__PROBLEM TO WORK ON__. Leave out the pictures and copy each record below exactly.

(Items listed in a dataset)
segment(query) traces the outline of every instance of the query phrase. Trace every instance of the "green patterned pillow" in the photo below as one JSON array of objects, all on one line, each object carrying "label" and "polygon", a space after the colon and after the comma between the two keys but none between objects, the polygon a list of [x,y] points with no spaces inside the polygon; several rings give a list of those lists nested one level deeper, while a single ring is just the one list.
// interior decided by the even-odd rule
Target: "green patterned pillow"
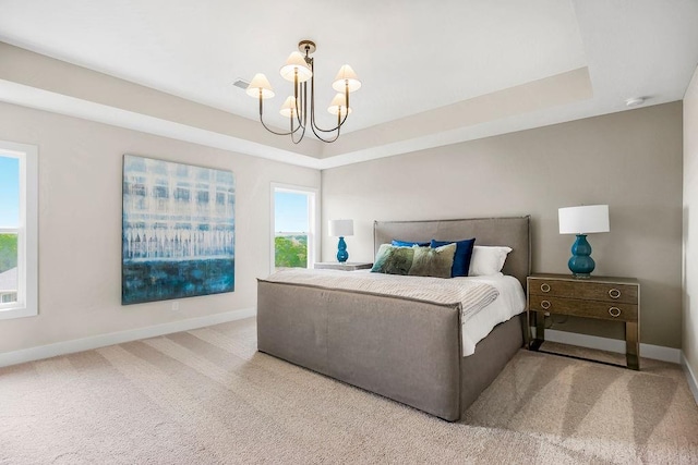
[{"label": "green patterned pillow", "polygon": [[436,248],[416,247],[409,274],[414,277],[450,278],[450,268],[454,265],[455,254],[455,243]]},{"label": "green patterned pillow", "polygon": [[[418,247],[416,247],[418,248]],[[371,272],[385,274],[407,274],[412,266],[414,248],[396,247],[390,244],[382,244]],[[450,271],[449,271],[450,272]]]}]

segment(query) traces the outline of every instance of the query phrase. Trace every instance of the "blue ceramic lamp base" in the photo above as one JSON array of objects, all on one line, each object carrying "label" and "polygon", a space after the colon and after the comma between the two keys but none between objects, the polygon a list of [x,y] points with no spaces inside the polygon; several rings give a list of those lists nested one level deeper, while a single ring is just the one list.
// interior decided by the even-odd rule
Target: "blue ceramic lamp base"
[{"label": "blue ceramic lamp base", "polygon": [[339,236],[339,244],[337,244],[337,261],[344,264],[348,259],[349,253],[347,252],[347,243],[342,236]]},{"label": "blue ceramic lamp base", "polygon": [[595,268],[591,258],[591,245],[587,241],[587,234],[577,234],[577,240],[571,245],[571,257],[567,261],[569,271],[575,278],[588,279]]}]

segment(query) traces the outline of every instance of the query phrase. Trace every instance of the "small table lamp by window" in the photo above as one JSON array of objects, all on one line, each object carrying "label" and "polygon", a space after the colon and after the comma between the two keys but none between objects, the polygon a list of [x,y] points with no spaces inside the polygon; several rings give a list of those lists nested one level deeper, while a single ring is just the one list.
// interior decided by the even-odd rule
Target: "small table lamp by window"
[{"label": "small table lamp by window", "polygon": [[609,232],[609,206],[586,205],[558,209],[559,233],[576,234],[571,246],[571,257],[567,262],[575,278],[589,278],[595,264],[591,258],[591,245],[587,242],[588,233]]},{"label": "small table lamp by window", "polygon": [[337,244],[337,261],[344,264],[349,258],[345,237],[353,235],[353,220],[329,220],[329,235],[339,237],[339,244]]}]

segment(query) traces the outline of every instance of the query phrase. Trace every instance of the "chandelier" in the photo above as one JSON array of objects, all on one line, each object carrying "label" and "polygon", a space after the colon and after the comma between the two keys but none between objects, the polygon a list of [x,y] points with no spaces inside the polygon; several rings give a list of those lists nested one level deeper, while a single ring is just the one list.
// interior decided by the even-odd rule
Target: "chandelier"
[{"label": "chandelier", "polygon": [[[325,143],[333,143],[339,138],[342,124],[347,121],[347,115],[351,113],[349,107],[349,94],[361,87],[361,82],[357,77],[351,66],[345,64],[339,69],[335,81],[332,84],[337,95],[332,99],[327,111],[337,117],[337,125],[332,129],[322,129],[315,123],[315,73],[314,59],[311,54],[316,50],[312,40],[301,40],[298,44],[299,51],[292,52],[286,64],[281,66],[281,77],[293,83],[293,95],[289,96],[281,106],[280,113],[290,121],[290,131],[276,132],[264,122],[264,100],[274,97],[274,90],[266,76],[257,73],[246,88],[249,96],[260,99],[260,122],[268,132],[280,136],[291,136],[293,144],[303,139],[305,130],[310,129],[315,136]],[[304,56],[302,54],[304,53]],[[310,81],[310,95],[308,82]],[[309,102],[310,99],[310,119]]]}]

__COMPLETE OUTPUT__.
segment(query) traces the outline of every instance of the query phrase. Trace every instance of the "green patterned pillow" in the photo below as one JSON array of objects, all on one line, each object carrying "label" and "polygon", a space after the colon and after the comma between the two keys but none between objects, the polygon a list of [x,y] points with no spaces inside the polygon; several rings give a list of those lists nested one level deeper, while a single ring is just the one list.
// interior decided by the even-odd rule
Target: "green patterned pillow"
[{"label": "green patterned pillow", "polygon": [[436,248],[416,247],[409,274],[414,277],[450,278],[450,268],[454,265],[455,254],[455,243]]},{"label": "green patterned pillow", "polygon": [[[418,247],[416,247],[418,248]],[[371,272],[385,274],[407,274],[412,266],[414,248],[396,247],[390,244],[382,244]],[[450,271],[449,271],[450,272]]]}]

segment(query) traces the outline of every instance of the query phrase. Trace every instance of the "blue ceramic lamp base" in the photo above as one JSON array of objects, all on one line, each object carrying "label" and "polygon", a space after the colon and after the comma between the two keys but none between objects, the polygon a list of [x,y] points with no spaces inside the polygon; several rings give a list of those lists nested one level deeper, while a single ring is just the one list.
// interior decided by the even-odd rule
Target: "blue ceramic lamp base"
[{"label": "blue ceramic lamp base", "polygon": [[339,236],[339,244],[337,244],[337,261],[344,264],[348,259],[349,253],[347,252],[347,243],[342,236]]},{"label": "blue ceramic lamp base", "polygon": [[595,268],[591,258],[591,245],[587,241],[587,234],[577,234],[577,240],[571,245],[571,257],[567,261],[569,271],[575,278],[588,279]]}]

segment(query) traces the outline of every instance of the query phrase. Trace every instance of the "small table lamp by window" in the photo above as one JSON array of objects, all on one line, each object carrying "label" and "polygon", a space after the colon and after the comma between the two keys but none between objects, the polygon a list of [x,y] points with no spaces inside the polygon; several rings give a list of those lists nested one level deeper, while a single ring is just the one list.
// interior decided by the even-odd rule
Target: "small table lamp by window"
[{"label": "small table lamp by window", "polygon": [[609,232],[609,206],[586,205],[558,209],[559,233],[576,234],[571,246],[571,257],[567,262],[575,278],[589,278],[595,264],[591,258],[591,245],[587,242],[588,233]]},{"label": "small table lamp by window", "polygon": [[337,244],[337,261],[344,264],[349,258],[345,237],[353,235],[353,220],[329,220],[329,235],[339,237],[339,244]]}]

segment(query) traces the outline of every instance of the query phrase. Trace every instance of the "chandelier" in the photo above as one JSON array of objects, all on one line, each object carrying "label" and "polygon", a space after the colon and after the comma between the two keys but none between objects, the polygon a list of [x,y] points with no spaces inside the polygon; several rings give a list of those lists nested one level deeper, while a single ring is just the one list.
// interior decided by the even-odd rule
Target: "chandelier"
[{"label": "chandelier", "polygon": [[[325,143],[333,143],[339,138],[342,124],[347,121],[347,115],[351,113],[349,107],[349,94],[361,87],[361,82],[357,77],[351,66],[345,64],[339,69],[335,81],[332,84],[337,95],[332,99],[327,111],[337,117],[337,125],[332,129],[322,129],[315,123],[315,73],[314,59],[311,54],[316,50],[312,40],[301,40],[298,44],[299,51],[292,52],[286,64],[281,66],[281,77],[293,83],[293,95],[289,96],[281,106],[280,113],[290,121],[290,131],[276,132],[264,122],[264,100],[274,97],[274,90],[266,76],[257,73],[246,88],[249,96],[260,99],[260,122],[268,132],[280,136],[291,136],[293,144],[303,139],[305,130],[310,129],[315,136]],[[304,56],[302,54],[304,53]],[[310,81],[310,95],[308,82]],[[309,102],[310,99],[310,119]]]}]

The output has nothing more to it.